### Goal
Rescale the data from its first line through the line that contains "226), (2, 225)]]", giving every line again, requests included. In the answers, multiply each point coordinate by 1.15 and round to a whole number, halves up, but leave the numbers in the requests and their format samples unchanged.

########################################

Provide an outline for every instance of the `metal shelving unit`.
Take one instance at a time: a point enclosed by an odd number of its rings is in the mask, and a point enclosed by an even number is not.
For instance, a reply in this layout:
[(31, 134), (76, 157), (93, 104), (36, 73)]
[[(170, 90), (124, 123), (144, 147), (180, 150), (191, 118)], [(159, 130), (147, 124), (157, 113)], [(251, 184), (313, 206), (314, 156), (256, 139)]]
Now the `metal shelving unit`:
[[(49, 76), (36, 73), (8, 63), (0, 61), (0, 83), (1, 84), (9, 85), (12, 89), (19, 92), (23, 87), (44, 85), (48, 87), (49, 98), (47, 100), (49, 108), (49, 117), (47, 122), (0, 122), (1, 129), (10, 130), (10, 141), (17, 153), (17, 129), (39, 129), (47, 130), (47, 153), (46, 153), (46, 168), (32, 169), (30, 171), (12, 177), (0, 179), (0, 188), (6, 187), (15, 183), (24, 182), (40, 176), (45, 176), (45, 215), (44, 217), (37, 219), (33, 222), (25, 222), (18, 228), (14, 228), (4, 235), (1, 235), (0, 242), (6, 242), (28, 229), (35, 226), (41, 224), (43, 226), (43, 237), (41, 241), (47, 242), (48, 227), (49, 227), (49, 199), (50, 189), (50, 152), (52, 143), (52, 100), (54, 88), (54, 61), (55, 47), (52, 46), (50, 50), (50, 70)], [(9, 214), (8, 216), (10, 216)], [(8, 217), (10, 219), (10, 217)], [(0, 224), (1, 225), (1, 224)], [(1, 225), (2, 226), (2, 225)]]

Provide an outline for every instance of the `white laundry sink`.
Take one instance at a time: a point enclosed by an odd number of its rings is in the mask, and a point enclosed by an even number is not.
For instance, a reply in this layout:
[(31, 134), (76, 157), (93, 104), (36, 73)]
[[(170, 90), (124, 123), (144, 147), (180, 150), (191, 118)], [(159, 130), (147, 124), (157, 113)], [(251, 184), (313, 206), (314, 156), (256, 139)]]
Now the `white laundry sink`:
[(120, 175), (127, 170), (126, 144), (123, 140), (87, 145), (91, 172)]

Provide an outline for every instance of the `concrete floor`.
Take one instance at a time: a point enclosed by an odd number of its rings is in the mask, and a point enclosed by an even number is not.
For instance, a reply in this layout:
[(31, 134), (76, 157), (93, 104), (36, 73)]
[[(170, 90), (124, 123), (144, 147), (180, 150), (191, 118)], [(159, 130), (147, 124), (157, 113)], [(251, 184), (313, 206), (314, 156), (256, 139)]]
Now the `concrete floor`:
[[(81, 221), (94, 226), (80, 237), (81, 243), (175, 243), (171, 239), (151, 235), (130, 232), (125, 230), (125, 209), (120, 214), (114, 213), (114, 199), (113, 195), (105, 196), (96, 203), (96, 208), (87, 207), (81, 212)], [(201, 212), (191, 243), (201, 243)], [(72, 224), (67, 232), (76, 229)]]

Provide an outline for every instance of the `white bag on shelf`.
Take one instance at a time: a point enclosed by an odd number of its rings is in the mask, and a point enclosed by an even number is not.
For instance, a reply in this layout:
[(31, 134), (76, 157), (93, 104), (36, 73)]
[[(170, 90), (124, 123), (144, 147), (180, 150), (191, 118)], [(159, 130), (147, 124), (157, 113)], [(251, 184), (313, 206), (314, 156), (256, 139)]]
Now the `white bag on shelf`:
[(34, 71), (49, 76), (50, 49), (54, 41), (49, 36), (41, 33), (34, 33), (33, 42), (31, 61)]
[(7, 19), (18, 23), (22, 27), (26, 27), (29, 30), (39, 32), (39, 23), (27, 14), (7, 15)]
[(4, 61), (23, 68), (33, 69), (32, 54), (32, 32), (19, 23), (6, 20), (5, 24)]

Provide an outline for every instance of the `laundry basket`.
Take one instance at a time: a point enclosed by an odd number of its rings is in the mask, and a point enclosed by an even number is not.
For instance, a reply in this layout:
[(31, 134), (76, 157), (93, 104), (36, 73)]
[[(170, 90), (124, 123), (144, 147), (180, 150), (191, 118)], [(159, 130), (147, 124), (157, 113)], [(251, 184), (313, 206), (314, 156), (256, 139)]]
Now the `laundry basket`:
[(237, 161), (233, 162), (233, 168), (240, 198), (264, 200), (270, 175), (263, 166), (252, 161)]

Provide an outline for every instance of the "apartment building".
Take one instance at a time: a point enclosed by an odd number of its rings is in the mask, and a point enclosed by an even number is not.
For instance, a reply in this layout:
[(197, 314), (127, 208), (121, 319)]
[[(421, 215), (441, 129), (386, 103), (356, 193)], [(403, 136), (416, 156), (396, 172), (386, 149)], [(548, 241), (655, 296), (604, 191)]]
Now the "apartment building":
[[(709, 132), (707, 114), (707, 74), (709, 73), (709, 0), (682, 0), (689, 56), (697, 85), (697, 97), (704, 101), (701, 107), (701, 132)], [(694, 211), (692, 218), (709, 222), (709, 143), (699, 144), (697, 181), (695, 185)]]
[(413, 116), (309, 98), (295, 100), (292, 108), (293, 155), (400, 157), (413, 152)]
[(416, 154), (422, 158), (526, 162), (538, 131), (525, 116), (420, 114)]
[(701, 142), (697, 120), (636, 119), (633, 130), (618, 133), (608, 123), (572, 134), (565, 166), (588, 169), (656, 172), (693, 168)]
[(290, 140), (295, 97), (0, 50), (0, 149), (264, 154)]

########################################

### Full output
Provide an outline for every instance of the `metal shelving unit`.
Take one instance at a time: a point enclosed by an odd number of its rings is in the mask, and a point enclosed by an even number is not.
For instance, a reply in this layout:
[(31, 134), (76, 157), (93, 104), (36, 73)]
[[(170, 90), (124, 123), (144, 147), (180, 150), (191, 118)], [(159, 130), (147, 124), (157, 113)], [(251, 184), (313, 206), (314, 156), (256, 139)]]
Now the `metal shelving unit`:
[[(56, 87), (41, 84), (9, 72), (0, 70), (0, 95), (1, 97), (10, 98), (14, 102), (22, 106), (26, 100), (51, 98), (55, 100), (56, 113), (54, 115), (56, 124), (56, 135), (54, 140), (0, 140), (1, 148), (12, 150), (12, 162), (20, 176), (20, 148), (45, 148), (54, 150), (54, 176), (53, 176), (53, 193), (37, 194), (35, 197), (14, 204), (0, 206), (0, 216), (7, 215), (17, 210), (28, 209), (46, 202), (52, 202), (52, 247), (51, 250), (43, 252), (38, 255), (29, 255), (21, 262), (16, 262), (5, 270), (1, 270), (0, 278), (7, 278), (32, 263), (40, 260), (47, 258), (49, 260), (49, 273), (47, 277), (54, 278), (55, 261), (56, 261), (56, 229), (58, 217), (58, 175), (60, 164), (60, 115), (62, 101), (62, 70), (63, 54), (60, 53), (58, 58), (58, 81)], [(10, 246), (9, 248), (12, 248)], [(9, 250), (12, 252), (12, 250)], [(0, 258), (1, 259), (1, 258)], [(1, 259), (2, 260), (2, 259)]]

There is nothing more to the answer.